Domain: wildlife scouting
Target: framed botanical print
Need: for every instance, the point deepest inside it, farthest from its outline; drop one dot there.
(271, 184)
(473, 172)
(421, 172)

- _Problem details_:
Express the items above as a JSON list of strings, with one string for each line and blank lines left out.

- _Task output_:
[
  "Domain: wildlife scouting",
  "Target: framed botanical print",
  "Need: for every instance, the point deepest inside it, farthest from its outline; drop one dot there.",
  "(271, 184)",
  "(473, 172)",
  "(421, 172)"
]